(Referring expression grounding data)
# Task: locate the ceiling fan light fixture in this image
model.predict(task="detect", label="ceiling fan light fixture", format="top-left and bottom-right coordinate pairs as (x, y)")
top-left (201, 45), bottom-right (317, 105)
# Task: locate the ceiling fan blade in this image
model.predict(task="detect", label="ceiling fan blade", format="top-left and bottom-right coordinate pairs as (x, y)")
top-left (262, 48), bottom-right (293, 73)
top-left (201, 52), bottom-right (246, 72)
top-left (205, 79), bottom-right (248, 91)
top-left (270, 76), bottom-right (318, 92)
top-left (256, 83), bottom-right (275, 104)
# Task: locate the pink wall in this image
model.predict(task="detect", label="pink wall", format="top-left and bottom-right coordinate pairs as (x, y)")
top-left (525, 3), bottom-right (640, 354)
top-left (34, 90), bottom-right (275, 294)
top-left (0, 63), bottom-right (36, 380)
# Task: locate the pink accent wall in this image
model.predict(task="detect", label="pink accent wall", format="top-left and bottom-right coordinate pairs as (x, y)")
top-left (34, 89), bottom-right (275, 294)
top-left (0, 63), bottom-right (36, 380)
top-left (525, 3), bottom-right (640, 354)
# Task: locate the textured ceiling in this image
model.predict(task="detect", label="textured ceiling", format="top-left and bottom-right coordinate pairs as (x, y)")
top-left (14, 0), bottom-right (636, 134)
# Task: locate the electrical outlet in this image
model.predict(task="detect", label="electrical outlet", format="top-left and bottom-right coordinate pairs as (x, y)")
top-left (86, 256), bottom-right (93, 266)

**Task item:**
Return exactly the lines in the records above, beginning with the one that holds "# Task: locate the pink accent" and ending with the last.

**Task answer:**
# Task: locate the pink accent wall in this image
model.predict(task="detect", label="pink accent wall", format="top-left and bottom-right coordinate pairs as (x, y)")
top-left (34, 89), bottom-right (275, 294)
top-left (0, 63), bottom-right (36, 380)
top-left (525, 3), bottom-right (640, 354)
# Task: locate the textured ceiling in this image
model.predict(task="detect", label="textured ceiling", format="top-left and bottom-right coordinate pairs as (x, y)")
top-left (14, 0), bottom-right (636, 134)
# Task: locate the electrical outlet in this image
model.predict(task="detect", label="electrical outlet", format="top-left and bottom-right coordinate pairs as (x, y)")
top-left (86, 256), bottom-right (93, 266)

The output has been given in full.